## PROVIDED PASSAGE
::::::

Poole continues: "It is important to note that very few messages and phone calls are actually transcribed and recorded by the system. The vast majority are filtered out after they are read or listened to by the system. Only those messages that produce keyword 'hits' are tagged for future analysis. Each station maintains a list of keywords (the "Dictionary") designated by each of the participating intelligence agencies. A "dictionary manager" from each of the respective agencies is responsible for adding, deleting or changing the keyword search criteria for their dictionaries at each of the stations. The difficulty is that the technology has now become so elaborate that what was originally a small client list has become the whole world."
For example, within Europe and Africa, all the intercepted signals are transferred via a strategic hub in London and Menwith Hill near Harrogate, North Yorkshire, and then by satellite to the NSA's headquarters in Fort Meade in Maryland, USA.
From small beginnings, Menwith Hill has grown to become the largest spy station in the world today, with over 25 satellite receiving (mushroom-like) dishes and 1,400 American NSA personnel working with 350 UK Ministry of Defence/GCHQ staff on site. The station is now capable of two million intercepts per hour.

::::::

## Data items
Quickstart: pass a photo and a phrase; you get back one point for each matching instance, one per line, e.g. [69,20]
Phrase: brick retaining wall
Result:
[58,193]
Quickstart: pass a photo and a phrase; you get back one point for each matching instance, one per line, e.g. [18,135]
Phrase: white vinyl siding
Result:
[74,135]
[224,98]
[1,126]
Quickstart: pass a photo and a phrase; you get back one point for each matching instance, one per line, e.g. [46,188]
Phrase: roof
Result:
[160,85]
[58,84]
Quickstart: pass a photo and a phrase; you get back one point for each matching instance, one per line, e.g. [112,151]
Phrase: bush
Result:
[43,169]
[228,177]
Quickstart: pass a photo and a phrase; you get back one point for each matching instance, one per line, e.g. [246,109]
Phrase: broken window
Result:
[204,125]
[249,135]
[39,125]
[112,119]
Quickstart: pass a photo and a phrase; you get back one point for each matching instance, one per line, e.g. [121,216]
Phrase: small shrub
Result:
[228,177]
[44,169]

::::::

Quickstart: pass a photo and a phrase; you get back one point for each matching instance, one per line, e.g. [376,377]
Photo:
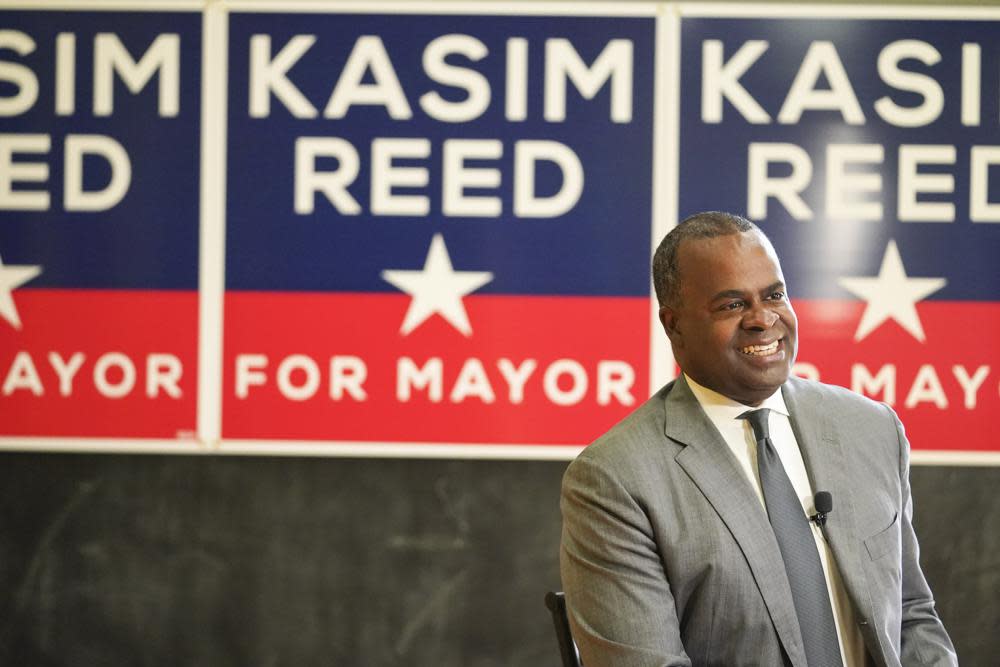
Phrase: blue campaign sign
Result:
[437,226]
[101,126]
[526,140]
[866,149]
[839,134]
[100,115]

::::::

## WHAT YOU WILL DO
- a) In the passage on signals interception, why are so few messages and phone calls transcribed and recorded? Explain in one to three sentences.
- b) According to the passage on signals interception, how many intercepts per hour can Menwith Hill now handle?
- c) Carry on with the passage on signals interception, starting after its last sentence.
These lines aren't needed for anything here.

## RESULTS FOR EACH TASK
- a) The system filters out the vast majority after reading or listening to them. Only messages that produce keyword "hits" against a station's Dictionary are tagged for future analysis.

- b) Two million intercepts per hour.

- c)
In 1997, one shocking revelation about Menwith Hill was made public when two women peace activists appealed against their convictions for trespassing at the spy station. British Telecom (BT), the UK's No. 1 communications provider, was dragged into the case. Its head of emergency planning, R.G. Morris, testified in court, and people could hardly believe what he had to say. "At least three major domestic fibre-optic telephone trunk lines--each capable of carrying 100,000 calls simultaneously--were wired through Menwith Hill. This allows the NSA to tap into the very heart of the BT network," Morris said. The court was shocked! But more was to follow. The presiding judge, Jonathan Crabtree, instead of probing and getting more from Morris, rather rebuked BT for the revelation and stopped Morris from giving any further testimony in the case "for national security reasons".
Later, Duncan Campbell, the British journalist and Echelon specialist who wrote the two seed reports that formed the basis of the European Union (EU) Echelon Report of 2001 (see NA Oct), revealed that "the secret spying alliance between Menwith Hill and BT began in 1975 with a coaxial connection to the BT microwave facility at Hunter's Stone, four miles away from Menwith Hill--a connection maintained even today".
In the EU report, Campbell disclosed: "In Britain, all international telex links and telegram circuits passing in, out or through the country, were, and are, connected to a GCHQ site in central London, known as UKC100. In 1991, a British TV programme reported on the operations of one Dictionary computer at GCHQ's London station in Palmer Street, Westminster (station UKC100). The programme quoted GCHQ employees, who spoke on the record: 'Up on the fourth floor there, [GCHQ] has hired a group of carefully vetted British Telecom people. [Quoting the ex-GCHQ official]: It's nothing to do with national security. It's because it's not legal to take every single telex. And they take everything: the embassies, all the business deals, even the birthday greetings, they take everything. They feed it into the Dictionary'."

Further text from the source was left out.